Annotation data for object locations:
^^^^

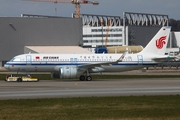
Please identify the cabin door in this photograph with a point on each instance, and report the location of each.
(140, 59)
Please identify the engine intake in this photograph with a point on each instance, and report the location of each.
(66, 72)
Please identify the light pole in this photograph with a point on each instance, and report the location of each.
(102, 30)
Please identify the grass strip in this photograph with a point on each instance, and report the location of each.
(48, 76)
(93, 108)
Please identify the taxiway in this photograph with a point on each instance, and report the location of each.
(74, 88)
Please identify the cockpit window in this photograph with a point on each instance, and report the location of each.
(15, 60)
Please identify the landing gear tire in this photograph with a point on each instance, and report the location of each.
(82, 78)
(88, 78)
(19, 80)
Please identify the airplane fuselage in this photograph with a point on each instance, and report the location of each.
(49, 62)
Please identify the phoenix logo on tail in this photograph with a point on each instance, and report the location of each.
(160, 42)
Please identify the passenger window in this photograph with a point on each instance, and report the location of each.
(17, 59)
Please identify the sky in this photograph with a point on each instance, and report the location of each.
(14, 8)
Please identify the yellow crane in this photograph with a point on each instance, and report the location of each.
(76, 2)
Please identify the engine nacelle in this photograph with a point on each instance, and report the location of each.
(66, 72)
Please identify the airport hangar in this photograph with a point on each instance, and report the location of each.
(18, 35)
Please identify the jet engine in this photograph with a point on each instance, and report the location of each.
(65, 72)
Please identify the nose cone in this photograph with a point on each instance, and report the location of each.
(6, 66)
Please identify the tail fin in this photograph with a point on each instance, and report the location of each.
(158, 43)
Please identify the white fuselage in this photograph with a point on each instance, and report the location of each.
(52, 62)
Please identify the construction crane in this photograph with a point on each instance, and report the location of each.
(76, 2)
(107, 32)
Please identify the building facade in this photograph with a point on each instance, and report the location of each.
(17, 32)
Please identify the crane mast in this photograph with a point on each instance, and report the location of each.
(76, 2)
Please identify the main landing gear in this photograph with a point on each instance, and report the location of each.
(87, 77)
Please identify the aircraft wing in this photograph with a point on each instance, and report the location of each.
(86, 66)
(161, 59)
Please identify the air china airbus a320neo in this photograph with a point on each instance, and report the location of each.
(81, 65)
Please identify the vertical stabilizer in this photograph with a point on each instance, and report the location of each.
(158, 43)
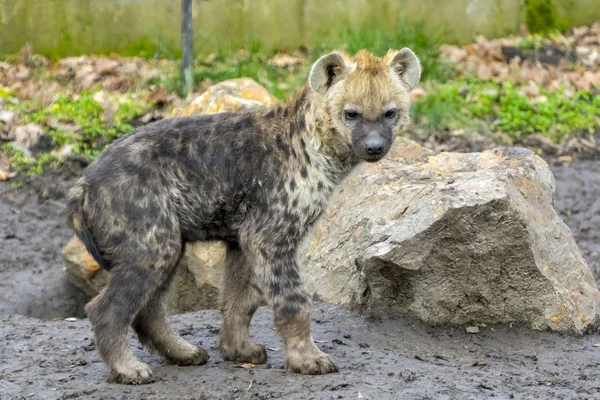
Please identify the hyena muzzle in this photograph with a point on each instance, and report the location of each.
(256, 180)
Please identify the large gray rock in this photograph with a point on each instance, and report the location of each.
(453, 239)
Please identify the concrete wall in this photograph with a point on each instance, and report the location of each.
(64, 27)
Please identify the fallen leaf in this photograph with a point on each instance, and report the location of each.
(5, 175)
(247, 366)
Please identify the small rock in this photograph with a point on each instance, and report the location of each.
(286, 61)
(196, 284)
(7, 117)
(492, 249)
(233, 95)
(472, 329)
(6, 175)
(26, 136)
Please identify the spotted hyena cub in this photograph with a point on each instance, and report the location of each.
(256, 180)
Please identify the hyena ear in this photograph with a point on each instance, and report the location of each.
(326, 71)
(406, 64)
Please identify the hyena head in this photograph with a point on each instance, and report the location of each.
(367, 98)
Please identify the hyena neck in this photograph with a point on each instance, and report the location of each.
(316, 135)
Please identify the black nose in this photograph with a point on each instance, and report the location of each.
(374, 146)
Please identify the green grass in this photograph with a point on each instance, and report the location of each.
(371, 35)
(92, 134)
(482, 105)
(377, 37)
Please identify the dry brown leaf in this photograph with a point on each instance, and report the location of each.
(5, 175)
(246, 366)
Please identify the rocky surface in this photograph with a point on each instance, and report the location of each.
(454, 239)
(233, 95)
(196, 285)
(398, 359)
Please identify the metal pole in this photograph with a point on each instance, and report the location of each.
(186, 46)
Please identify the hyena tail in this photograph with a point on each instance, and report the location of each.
(76, 220)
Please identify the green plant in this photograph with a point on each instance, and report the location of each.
(476, 104)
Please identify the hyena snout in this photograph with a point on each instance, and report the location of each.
(373, 145)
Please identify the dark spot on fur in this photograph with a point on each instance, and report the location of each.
(306, 156)
(296, 298)
(289, 311)
(258, 290)
(243, 122)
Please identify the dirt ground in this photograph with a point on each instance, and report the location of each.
(388, 360)
(378, 360)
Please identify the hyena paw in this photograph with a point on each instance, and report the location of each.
(245, 352)
(313, 362)
(195, 356)
(134, 373)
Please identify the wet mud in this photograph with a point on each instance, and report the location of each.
(402, 359)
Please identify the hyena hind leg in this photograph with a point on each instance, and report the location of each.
(153, 330)
(241, 298)
(130, 289)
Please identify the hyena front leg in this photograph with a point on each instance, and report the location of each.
(291, 304)
(154, 332)
(241, 297)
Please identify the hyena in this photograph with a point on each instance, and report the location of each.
(257, 180)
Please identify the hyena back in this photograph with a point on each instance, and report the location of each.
(256, 180)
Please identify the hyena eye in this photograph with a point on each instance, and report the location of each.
(350, 115)
(390, 113)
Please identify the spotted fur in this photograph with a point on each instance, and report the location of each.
(256, 180)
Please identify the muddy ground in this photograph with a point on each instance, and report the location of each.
(378, 360)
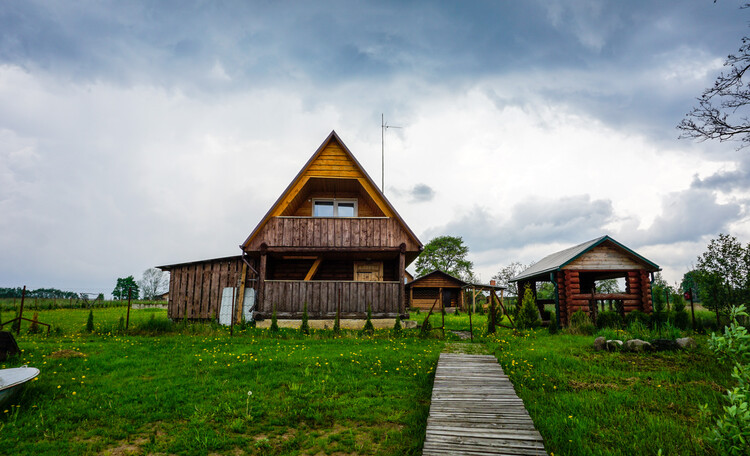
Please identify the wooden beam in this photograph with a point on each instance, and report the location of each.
(243, 276)
(313, 268)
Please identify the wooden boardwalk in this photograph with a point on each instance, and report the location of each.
(475, 411)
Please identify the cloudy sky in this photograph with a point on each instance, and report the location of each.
(138, 134)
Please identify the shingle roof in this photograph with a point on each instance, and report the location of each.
(559, 259)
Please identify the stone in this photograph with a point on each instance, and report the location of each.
(686, 343)
(600, 344)
(614, 345)
(637, 345)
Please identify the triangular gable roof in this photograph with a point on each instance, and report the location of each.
(351, 169)
(556, 261)
(440, 273)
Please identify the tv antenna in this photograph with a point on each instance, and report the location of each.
(383, 127)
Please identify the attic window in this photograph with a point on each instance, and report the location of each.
(334, 208)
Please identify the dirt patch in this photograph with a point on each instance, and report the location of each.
(66, 354)
(594, 386)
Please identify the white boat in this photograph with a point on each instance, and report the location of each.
(12, 380)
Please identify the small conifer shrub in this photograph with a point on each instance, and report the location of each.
(305, 326)
(368, 328)
(90, 322)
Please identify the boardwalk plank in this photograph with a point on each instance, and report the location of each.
(475, 411)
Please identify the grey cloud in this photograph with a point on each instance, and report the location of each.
(686, 217)
(727, 181)
(422, 193)
(570, 219)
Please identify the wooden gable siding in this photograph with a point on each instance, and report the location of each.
(320, 232)
(195, 289)
(323, 297)
(435, 281)
(604, 257)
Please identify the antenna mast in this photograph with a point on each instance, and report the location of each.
(383, 127)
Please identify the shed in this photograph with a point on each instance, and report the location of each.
(575, 271)
(424, 291)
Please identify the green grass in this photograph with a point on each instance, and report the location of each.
(185, 391)
(188, 394)
(590, 403)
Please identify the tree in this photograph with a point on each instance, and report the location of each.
(722, 274)
(722, 111)
(447, 254)
(121, 289)
(508, 272)
(153, 283)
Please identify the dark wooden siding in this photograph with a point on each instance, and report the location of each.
(322, 297)
(195, 288)
(319, 232)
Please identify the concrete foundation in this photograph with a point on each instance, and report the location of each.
(378, 323)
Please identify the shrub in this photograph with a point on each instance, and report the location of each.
(638, 330)
(424, 330)
(368, 328)
(609, 320)
(274, 322)
(552, 323)
(90, 322)
(681, 319)
(580, 323)
(305, 326)
(397, 327)
(528, 316)
(639, 316)
(731, 433)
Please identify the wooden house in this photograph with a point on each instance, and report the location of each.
(331, 242)
(575, 271)
(436, 287)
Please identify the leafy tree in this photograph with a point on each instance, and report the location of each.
(723, 274)
(508, 272)
(722, 111)
(528, 315)
(121, 289)
(447, 254)
(153, 283)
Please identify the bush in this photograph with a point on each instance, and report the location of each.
(580, 323)
(552, 323)
(681, 319)
(90, 322)
(305, 326)
(274, 322)
(638, 316)
(609, 320)
(397, 327)
(368, 328)
(528, 316)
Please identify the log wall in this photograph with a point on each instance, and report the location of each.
(332, 232)
(322, 297)
(195, 288)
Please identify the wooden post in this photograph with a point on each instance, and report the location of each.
(241, 299)
(127, 321)
(401, 272)
(262, 277)
(20, 312)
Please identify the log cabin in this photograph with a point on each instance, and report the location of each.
(331, 243)
(436, 288)
(575, 271)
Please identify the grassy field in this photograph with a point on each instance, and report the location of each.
(186, 392)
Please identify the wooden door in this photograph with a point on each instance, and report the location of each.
(368, 271)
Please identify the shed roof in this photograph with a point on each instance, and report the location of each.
(437, 274)
(556, 261)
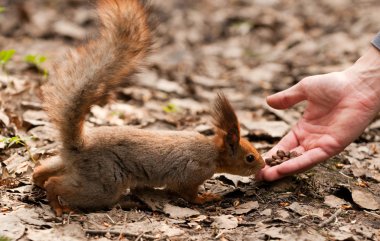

^^^^

Find each line of the items above that contains the word "landing" and copy those lines out.

Please identify the landing gear tire in this photograph with a point on each instance, and report the location of each.
Please identify the main landing gear in this photograph with a point on each instance, and report the location of each.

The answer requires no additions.